# DIRECTIONS FOR THIS TASK
Search the listing below for the word "dark" and return each line that contains it.

# EXTRACTED DATA
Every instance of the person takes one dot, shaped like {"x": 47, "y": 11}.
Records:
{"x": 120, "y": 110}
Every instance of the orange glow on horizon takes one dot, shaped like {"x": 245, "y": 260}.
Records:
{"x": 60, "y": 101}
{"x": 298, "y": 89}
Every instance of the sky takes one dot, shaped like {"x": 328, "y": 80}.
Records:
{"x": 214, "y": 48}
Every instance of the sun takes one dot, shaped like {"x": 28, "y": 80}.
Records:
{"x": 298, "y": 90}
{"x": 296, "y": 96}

...

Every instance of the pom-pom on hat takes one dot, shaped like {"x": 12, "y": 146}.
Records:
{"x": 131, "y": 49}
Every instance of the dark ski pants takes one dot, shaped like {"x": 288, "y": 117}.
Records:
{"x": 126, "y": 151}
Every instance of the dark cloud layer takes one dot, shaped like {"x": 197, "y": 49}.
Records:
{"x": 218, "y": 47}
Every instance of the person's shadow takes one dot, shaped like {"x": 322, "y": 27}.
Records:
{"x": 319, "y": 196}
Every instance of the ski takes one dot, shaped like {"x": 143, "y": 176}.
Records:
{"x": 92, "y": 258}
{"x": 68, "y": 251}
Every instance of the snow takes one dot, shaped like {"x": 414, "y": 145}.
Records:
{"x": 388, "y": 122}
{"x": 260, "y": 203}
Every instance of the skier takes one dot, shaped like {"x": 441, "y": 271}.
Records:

# SOLUTION TO THE PROBLEM
Every instance of the dark ski pants takes one dot, shaped like {"x": 288, "y": 117}.
Every instance of the dark cloud layer takes one dot, shaped like {"x": 197, "y": 49}.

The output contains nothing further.